▶ [The tasks]
1 - In the excerpted text on asylum screenings, how many weeks of formal training do asylum officers get at minimum?
2 - Go on with the article about the ruling on CBP asylum screenings, picking up after its last sentence.

=== Excerpted text ===

Leon, who was appointed by President George W. Bush, said CBP employees get two to five weeks of distance and in-person training, while asylum officers get at least nine weeks of formal training.

Leon also cast doubt on whether CBP, a law enforcement agency that includes the Border Patrol, could do screenings in a non-adversarial manner, as regulations require.

Representatives of the Homeland Security and Justice Departments did not immediately respond to requests for comment. U.S. Citizenship and Immigration Services said it does not comment on pending litigation.

Lawyers for mothers and their children from Mexico, Ecuador and Honduras who failed the screening - known as a "credible fear" interview, in which they must persuade officials they have a credible fear of persecution in their home country - argued that CBP employees were not authorized to do the work and lacked training.

"This decision puts an end to the sham process of using adversarial Border Patrol agents to conduct highly sensitive interviews with asylum-seekers," said Julie Carpenter, an attorney for the Tahirih Justice Center, which sued on behalf of asylum-seekers.

=== Data rows ===

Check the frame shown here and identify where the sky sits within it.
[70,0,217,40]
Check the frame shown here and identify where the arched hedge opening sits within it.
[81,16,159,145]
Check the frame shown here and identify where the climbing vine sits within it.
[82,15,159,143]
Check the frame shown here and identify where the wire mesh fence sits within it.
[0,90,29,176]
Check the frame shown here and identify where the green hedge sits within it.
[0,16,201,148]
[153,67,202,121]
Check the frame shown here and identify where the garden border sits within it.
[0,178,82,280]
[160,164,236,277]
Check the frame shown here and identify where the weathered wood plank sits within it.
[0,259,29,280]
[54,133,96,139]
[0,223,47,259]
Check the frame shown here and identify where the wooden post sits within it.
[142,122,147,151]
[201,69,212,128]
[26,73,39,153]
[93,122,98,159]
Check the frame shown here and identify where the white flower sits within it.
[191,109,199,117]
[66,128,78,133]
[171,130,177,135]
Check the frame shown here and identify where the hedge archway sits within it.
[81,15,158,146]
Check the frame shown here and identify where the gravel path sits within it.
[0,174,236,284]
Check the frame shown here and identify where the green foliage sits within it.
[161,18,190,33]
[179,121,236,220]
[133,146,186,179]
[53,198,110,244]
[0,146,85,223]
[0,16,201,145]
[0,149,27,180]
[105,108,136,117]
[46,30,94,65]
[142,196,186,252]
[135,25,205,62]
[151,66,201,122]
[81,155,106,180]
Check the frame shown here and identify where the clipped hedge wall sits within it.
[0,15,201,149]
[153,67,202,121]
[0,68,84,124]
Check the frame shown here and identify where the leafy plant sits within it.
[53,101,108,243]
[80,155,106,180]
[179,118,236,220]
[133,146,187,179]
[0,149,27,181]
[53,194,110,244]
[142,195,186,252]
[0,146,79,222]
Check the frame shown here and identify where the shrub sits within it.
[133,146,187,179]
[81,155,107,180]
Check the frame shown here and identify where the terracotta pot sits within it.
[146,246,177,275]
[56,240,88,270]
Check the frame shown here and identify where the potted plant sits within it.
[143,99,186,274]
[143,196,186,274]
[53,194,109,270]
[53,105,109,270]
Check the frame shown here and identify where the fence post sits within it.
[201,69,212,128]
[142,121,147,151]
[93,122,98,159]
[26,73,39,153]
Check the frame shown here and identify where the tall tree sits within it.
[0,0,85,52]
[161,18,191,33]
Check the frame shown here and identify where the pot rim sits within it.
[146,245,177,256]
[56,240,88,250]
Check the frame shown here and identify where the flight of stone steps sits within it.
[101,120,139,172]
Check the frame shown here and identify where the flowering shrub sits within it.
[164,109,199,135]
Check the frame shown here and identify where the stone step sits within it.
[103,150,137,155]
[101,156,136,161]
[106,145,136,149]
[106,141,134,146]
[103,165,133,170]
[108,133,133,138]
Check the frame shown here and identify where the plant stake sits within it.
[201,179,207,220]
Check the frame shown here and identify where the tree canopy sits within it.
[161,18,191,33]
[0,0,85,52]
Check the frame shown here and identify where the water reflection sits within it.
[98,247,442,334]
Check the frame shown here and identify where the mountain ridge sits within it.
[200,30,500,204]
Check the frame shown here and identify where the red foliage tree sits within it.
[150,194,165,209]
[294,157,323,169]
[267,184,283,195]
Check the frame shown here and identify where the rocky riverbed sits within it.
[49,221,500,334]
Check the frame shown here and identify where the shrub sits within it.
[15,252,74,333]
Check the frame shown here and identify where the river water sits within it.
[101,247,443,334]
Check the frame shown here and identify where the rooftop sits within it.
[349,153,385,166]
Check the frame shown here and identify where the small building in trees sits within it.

===

▶ [Task-by-task answers]
1 - At least nine weeks.

2 -
The judge didn't address other arguments, including that the measure was invalid because CBP Commissioner Mark Morgan is serving in an acting capacity and lacks authority under federal law.

The Government Accountability Office, a congressional watchdog, said earlier this month that the Homeland Security Department's top two officials, also in acting roles, are ineligible to run the agency because they improperly appointed under federal law.

Homeland Security strongly disagreed. Trump nominated Chad Wolf, the acting secretary, to the permanent job last week.

CBP training began last year, and as of February, 91 employees were doing initial screenings, according to a report by the nonpartisan Migration Policy Institute. They approved 37% of people over a 12-month period that ended in May, compared with 64% by USCIS asylum officers.